── Available data ──
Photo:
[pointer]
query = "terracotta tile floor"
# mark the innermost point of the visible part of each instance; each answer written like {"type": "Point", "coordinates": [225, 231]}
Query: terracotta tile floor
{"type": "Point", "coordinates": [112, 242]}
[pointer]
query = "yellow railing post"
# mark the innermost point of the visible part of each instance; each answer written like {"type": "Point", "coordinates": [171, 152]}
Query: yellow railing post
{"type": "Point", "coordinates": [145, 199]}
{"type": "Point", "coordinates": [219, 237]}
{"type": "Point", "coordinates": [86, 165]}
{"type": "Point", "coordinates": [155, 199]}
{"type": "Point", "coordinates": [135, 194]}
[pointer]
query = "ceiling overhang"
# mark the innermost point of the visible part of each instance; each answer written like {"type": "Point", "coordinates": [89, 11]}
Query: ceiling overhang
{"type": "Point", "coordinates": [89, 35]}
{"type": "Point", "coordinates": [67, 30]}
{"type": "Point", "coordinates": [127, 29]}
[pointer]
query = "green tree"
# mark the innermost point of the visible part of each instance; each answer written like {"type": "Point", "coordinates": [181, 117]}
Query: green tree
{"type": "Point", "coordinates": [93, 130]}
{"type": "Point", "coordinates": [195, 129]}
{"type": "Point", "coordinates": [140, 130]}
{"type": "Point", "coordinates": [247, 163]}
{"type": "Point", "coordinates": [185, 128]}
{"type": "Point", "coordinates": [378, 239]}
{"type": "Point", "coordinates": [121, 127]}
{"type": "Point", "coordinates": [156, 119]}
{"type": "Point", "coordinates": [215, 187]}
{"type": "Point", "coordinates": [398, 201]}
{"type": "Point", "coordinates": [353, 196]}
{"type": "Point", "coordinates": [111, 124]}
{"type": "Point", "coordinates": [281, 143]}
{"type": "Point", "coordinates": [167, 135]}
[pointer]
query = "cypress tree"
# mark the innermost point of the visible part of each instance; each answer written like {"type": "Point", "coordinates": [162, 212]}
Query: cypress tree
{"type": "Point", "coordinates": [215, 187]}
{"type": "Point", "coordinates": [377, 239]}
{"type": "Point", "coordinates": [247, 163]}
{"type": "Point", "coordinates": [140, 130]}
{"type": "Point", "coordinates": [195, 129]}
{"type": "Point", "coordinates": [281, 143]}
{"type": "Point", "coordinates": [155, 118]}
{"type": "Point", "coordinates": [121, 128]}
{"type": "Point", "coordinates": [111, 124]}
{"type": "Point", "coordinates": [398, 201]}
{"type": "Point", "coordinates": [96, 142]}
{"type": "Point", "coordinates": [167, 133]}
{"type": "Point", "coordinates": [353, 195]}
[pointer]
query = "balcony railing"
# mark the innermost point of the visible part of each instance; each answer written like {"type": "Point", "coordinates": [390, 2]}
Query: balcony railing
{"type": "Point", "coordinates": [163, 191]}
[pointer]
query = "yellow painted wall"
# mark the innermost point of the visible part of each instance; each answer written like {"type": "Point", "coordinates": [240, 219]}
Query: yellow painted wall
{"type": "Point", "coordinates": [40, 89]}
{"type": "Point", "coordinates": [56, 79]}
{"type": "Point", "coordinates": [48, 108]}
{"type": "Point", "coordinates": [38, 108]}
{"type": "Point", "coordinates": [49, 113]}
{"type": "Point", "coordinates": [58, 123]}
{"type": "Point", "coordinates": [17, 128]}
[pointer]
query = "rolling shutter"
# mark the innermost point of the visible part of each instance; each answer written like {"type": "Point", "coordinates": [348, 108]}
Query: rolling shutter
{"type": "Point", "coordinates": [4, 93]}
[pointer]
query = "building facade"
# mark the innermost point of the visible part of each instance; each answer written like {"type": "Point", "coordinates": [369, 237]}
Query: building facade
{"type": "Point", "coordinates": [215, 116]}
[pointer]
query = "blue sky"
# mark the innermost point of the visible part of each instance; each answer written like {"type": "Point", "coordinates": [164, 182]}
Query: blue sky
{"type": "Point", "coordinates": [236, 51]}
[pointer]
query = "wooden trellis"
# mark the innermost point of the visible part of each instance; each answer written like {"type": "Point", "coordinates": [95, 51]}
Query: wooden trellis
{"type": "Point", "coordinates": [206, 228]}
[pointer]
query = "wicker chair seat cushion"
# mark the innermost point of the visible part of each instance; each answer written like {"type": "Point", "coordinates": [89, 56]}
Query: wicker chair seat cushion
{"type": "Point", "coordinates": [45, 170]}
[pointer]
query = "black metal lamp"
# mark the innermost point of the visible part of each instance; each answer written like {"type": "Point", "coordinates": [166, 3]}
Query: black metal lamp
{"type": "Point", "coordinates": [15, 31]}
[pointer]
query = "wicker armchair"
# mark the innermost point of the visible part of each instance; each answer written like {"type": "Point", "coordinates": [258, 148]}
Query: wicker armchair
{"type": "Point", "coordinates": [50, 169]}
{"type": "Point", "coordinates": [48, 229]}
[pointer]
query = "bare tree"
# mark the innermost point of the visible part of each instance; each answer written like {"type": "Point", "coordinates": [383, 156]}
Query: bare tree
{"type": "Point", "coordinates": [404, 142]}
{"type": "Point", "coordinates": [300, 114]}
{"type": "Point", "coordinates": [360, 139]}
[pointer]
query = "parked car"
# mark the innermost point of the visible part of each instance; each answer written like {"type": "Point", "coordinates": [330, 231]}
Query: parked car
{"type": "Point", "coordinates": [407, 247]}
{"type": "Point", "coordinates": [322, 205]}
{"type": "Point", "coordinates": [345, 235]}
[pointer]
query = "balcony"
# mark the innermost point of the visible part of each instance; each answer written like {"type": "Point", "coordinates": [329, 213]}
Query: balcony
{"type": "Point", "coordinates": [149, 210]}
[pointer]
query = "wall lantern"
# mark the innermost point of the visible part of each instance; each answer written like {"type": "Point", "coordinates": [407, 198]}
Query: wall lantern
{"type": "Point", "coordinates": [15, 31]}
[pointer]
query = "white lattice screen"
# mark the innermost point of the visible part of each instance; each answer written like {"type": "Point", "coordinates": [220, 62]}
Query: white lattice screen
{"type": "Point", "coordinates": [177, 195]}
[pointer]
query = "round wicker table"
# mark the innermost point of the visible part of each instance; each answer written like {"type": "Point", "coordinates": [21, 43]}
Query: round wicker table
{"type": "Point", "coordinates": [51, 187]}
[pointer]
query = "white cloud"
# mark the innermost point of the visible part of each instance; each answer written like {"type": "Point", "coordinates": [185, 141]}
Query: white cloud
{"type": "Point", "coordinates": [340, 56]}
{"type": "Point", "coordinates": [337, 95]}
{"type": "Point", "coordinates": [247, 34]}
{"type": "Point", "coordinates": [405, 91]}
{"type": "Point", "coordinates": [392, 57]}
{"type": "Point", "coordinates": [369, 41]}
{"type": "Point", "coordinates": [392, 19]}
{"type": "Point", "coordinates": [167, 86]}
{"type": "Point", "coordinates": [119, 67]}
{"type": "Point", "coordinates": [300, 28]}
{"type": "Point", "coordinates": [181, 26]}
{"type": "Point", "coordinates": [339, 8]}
───
**The task:** Restate every entry above word for word.

**Exercise solution:**
Photo:
[pointer]
query = "terracotta tile floor"
# mark the innermost point of the visible part of each instance; each answer written like {"type": "Point", "coordinates": [225, 231]}
Query: terracotta tile floor
{"type": "Point", "coordinates": [112, 242]}
[pointer]
query = "yellow railing post"
# mark the innermost point of the visible part of each instance; each answer written like {"type": "Point", "coordinates": [171, 152]}
Query: yellow railing post
{"type": "Point", "coordinates": [145, 199]}
{"type": "Point", "coordinates": [219, 237]}
{"type": "Point", "coordinates": [86, 165]}
{"type": "Point", "coordinates": [155, 199]}
{"type": "Point", "coordinates": [135, 194]}
[pointer]
query = "ceiling overhang"
# mark the innermost point of the visible part of each instance; each answer written like {"type": "Point", "coordinates": [89, 11]}
Query: ceiling overhang
{"type": "Point", "coordinates": [89, 35]}
{"type": "Point", "coordinates": [67, 30]}
{"type": "Point", "coordinates": [127, 29]}
[pointer]
query = "green tree"
# mark the innermost point of the visible part of each instance; each answer written like {"type": "Point", "coordinates": [181, 117]}
Query: green tree
{"type": "Point", "coordinates": [93, 130]}
{"type": "Point", "coordinates": [195, 129]}
{"type": "Point", "coordinates": [140, 130]}
{"type": "Point", "coordinates": [247, 163]}
{"type": "Point", "coordinates": [185, 128]}
{"type": "Point", "coordinates": [378, 239]}
{"type": "Point", "coordinates": [121, 127]}
{"type": "Point", "coordinates": [156, 119]}
{"type": "Point", "coordinates": [215, 187]}
{"type": "Point", "coordinates": [398, 201]}
{"type": "Point", "coordinates": [353, 196]}
{"type": "Point", "coordinates": [111, 124]}
{"type": "Point", "coordinates": [281, 143]}
{"type": "Point", "coordinates": [167, 135]}
[pointer]
query = "cypress tree"
# mark the innermost point of the visible part of each instance; each answer written like {"type": "Point", "coordinates": [162, 212]}
Query: cypress tree
{"type": "Point", "coordinates": [215, 187]}
{"type": "Point", "coordinates": [377, 239]}
{"type": "Point", "coordinates": [247, 163]}
{"type": "Point", "coordinates": [140, 130]}
{"type": "Point", "coordinates": [195, 129]}
{"type": "Point", "coordinates": [281, 143]}
{"type": "Point", "coordinates": [155, 118]}
{"type": "Point", "coordinates": [121, 128]}
{"type": "Point", "coordinates": [111, 124]}
{"type": "Point", "coordinates": [398, 201]}
{"type": "Point", "coordinates": [96, 142]}
{"type": "Point", "coordinates": [167, 133]}
{"type": "Point", "coordinates": [353, 195]}
[pointer]
query = "balcony railing"
# mark the innermost point of the visible part of each instance; each answer written like {"type": "Point", "coordinates": [390, 2]}
Query: balcony railing
{"type": "Point", "coordinates": [163, 191]}
[pointer]
query = "yellow painted wall"
# mark the innermost point of the visible part of each instance; each answer written like {"type": "Point", "coordinates": [240, 219]}
Query: yellow painted wall
{"type": "Point", "coordinates": [40, 89]}
{"type": "Point", "coordinates": [56, 79]}
{"type": "Point", "coordinates": [48, 108]}
{"type": "Point", "coordinates": [38, 108]}
{"type": "Point", "coordinates": [49, 113]}
{"type": "Point", "coordinates": [58, 123]}
{"type": "Point", "coordinates": [17, 128]}
[pointer]
query = "rolling shutter"
# mark the innermost point of the visible part of each instance; each answer written like {"type": "Point", "coordinates": [348, 108]}
Query: rolling shutter
{"type": "Point", "coordinates": [4, 93]}
[pointer]
query = "building facade"
# mark the innermost point of the visible part of each instance; each answer written like {"type": "Point", "coordinates": [369, 237]}
Query: building facade
{"type": "Point", "coordinates": [215, 116]}
[pointer]
query = "blue sky"
# mark the innermost point of the visible part of each instance; each answer written like {"type": "Point", "coordinates": [164, 182]}
Query: blue sky
{"type": "Point", "coordinates": [236, 51]}
[pointer]
query = "wooden trellis"
# mark the innermost point of the visible part of each instance; each answer written like {"type": "Point", "coordinates": [95, 51]}
Query: wooden trellis
{"type": "Point", "coordinates": [206, 228]}
[pointer]
query = "wicker chair seat cushion"
# mark the innermost point of the visible part of each instance; each answer written like {"type": "Point", "coordinates": [89, 56]}
Query: wicker chair seat cushion
{"type": "Point", "coordinates": [45, 170]}
[pointer]
query = "black metal lamp"
# mark the innermost point of the visible part of each instance; each answer written like {"type": "Point", "coordinates": [166, 3]}
Query: black metal lamp
{"type": "Point", "coordinates": [15, 31]}
[pointer]
query = "wicker armchair"
# mark the innermost point of the visible part of each instance; each answer written like {"type": "Point", "coordinates": [258, 148]}
Query: wicker armchair
{"type": "Point", "coordinates": [50, 169]}
{"type": "Point", "coordinates": [48, 229]}
[pointer]
query = "bare tree"
# mark the innermost point of the visible part of each instance; each answer written like {"type": "Point", "coordinates": [383, 156]}
Query: bare tree
{"type": "Point", "coordinates": [404, 142]}
{"type": "Point", "coordinates": [300, 114]}
{"type": "Point", "coordinates": [360, 139]}
[pointer]
query = "parked car"
# mark the innermost point of the visible part of each instance; each answer written like {"type": "Point", "coordinates": [330, 231]}
Query: parked car
{"type": "Point", "coordinates": [407, 247]}
{"type": "Point", "coordinates": [322, 205]}
{"type": "Point", "coordinates": [345, 235]}
[pointer]
query = "balcony"
# mark the innermost point of the visible part of each instance; each answer written like {"type": "Point", "coordinates": [329, 213]}
Query: balcony
{"type": "Point", "coordinates": [149, 210]}
[pointer]
query = "wall lantern"
# mark the innermost point of the visible part of each instance; each answer written like {"type": "Point", "coordinates": [407, 198]}
Query: wall lantern
{"type": "Point", "coordinates": [15, 31]}
[pointer]
query = "white lattice screen"
# mark the innermost point of the visible part of each instance; each answer written like {"type": "Point", "coordinates": [220, 62]}
Query: white lattice screen
{"type": "Point", "coordinates": [177, 195]}
[pointer]
query = "round wicker table"
# mark the innermost point of the visible part of each instance; each answer written like {"type": "Point", "coordinates": [21, 43]}
Query: round wicker table
{"type": "Point", "coordinates": [51, 187]}
[pointer]
query = "white cloud"
# mark the innermost point of the visible part of each instance; each answer written like {"type": "Point", "coordinates": [185, 141]}
Query: white cloud
{"type": "Point", "coordinates": [340, 56]}
{"type": "Point", "coordinates": [337, 95]}
{"type": "Point", "coordinates": [247, 34]}
{"type": "Point", "coordinates": [405, 91]}
{"type": "Point", "coordinates": [392, 57]}
{"type": "Point", "coordinates": [369, 41]}
{"type": "Point", "coordinates": [392, 19]}
{"type": "Point", "coordinates": [167, 86]}
{"type": "Point", "coordinates": [119, 67]}
{"type": "Point", "coordinates": [300, 28]}
{"type": "Point", "coordinates": [181, 26]}
{"type": "Point", "coordinates": [339, 8]}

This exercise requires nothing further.